## Passage provided
Well, it seems that despite potential flaws, the MOOC hype has turned into a MOOC domination: they are certainly here to stay. One could account for a lot of problems – we are still amidst the initial phase of the emerging trend – yet one thing remains an absolute fact: productivity and collaboration in academia were never at its highest.

Personally I am enrolled in a lot of MOOCs, in a variety of platforms. For each and everyone of them I need to watch the videos, come up with notes, do my readings and then of course manage my homework.

Multiple choice tests are not the sole method of evaluating a MOOC although they seem to be quite objective and leave less room for debate. The infamous peer-feedback of the flipped classroom educational practice has amassed plenty of critique and painful reaction among MOOC students. Still, I am not going to enter that debate. Imagine, at this point, the amounts of written text produced as homework for all the MOOC classes. Imagine what it would be like to receive feedback from more than 1-5 peers, even outside their platform.

## Exercise details
From the passage on MOOCs, extract the words between "Personally I am" and "outside their platform.", inclusive. The entries that follow were taken from a separate source and have no connection to the text above.

## Excerpted data
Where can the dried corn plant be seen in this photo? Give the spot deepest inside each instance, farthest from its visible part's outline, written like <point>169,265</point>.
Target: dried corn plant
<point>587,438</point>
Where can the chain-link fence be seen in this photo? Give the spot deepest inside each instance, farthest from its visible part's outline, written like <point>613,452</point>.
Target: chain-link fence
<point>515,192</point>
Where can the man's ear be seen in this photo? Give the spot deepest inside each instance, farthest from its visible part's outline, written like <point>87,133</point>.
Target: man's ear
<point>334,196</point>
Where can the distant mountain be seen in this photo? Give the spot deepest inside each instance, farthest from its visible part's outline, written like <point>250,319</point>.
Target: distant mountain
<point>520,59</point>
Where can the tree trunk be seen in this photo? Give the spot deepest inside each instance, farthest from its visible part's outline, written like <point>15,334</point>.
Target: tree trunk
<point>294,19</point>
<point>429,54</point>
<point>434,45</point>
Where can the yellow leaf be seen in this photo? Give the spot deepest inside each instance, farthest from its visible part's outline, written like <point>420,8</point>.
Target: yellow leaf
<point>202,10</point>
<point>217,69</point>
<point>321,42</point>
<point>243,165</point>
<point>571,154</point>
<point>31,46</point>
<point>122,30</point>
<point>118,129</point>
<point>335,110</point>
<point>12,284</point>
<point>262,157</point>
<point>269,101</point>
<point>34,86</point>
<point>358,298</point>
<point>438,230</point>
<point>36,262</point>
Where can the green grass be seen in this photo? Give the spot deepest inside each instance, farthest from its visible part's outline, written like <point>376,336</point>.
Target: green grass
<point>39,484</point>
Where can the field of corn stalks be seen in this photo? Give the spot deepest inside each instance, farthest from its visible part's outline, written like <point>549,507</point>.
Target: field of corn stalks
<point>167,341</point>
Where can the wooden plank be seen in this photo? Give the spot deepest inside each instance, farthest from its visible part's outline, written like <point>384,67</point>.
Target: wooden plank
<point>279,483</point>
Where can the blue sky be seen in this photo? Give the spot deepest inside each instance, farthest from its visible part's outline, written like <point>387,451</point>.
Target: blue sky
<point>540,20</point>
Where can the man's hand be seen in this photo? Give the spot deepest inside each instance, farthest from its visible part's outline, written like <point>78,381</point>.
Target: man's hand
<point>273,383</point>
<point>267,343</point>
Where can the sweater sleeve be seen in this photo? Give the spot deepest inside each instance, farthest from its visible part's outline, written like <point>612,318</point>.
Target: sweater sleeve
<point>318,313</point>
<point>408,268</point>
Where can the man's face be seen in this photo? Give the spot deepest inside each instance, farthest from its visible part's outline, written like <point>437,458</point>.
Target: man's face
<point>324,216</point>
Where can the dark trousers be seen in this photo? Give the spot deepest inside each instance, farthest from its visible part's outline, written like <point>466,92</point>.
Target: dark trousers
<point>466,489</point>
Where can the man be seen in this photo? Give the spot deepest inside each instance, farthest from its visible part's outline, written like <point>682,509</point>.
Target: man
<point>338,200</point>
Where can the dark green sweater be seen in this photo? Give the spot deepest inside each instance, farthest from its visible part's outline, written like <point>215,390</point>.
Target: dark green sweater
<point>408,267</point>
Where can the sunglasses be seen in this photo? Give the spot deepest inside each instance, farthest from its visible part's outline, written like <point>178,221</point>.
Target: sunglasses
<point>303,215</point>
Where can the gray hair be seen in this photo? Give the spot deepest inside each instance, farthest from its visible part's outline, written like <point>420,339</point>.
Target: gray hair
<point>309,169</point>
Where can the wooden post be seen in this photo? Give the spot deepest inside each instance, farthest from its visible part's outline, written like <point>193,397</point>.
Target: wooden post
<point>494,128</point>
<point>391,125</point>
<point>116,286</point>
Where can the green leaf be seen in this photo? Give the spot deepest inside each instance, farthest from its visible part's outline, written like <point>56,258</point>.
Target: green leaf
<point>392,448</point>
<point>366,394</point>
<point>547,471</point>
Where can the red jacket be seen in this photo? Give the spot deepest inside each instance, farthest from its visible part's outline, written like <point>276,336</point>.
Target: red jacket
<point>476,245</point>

## Answer to this task
Personally I am enrolled in a lot of MOOCs, in a variety of platforms. For each and everyone of them I need to watch the videos, come up with notes, do my readings and then of course manage my homework.

Multiple choice tests are not the sole method of evaluating a MOOC although they seem to be quite objective and leave less room for debate. The infamous peer-feedback of the flipped classroom educational practice has amassed plenty of critique and painful reaction among MOOC students. Still, I am not going to enter that debate. Imagine, at this point, the amounts of written text produced as homework for all the MOOC classes. Imagine what it would be like to receive feedback from more than 1-5 peers, even outside their platform.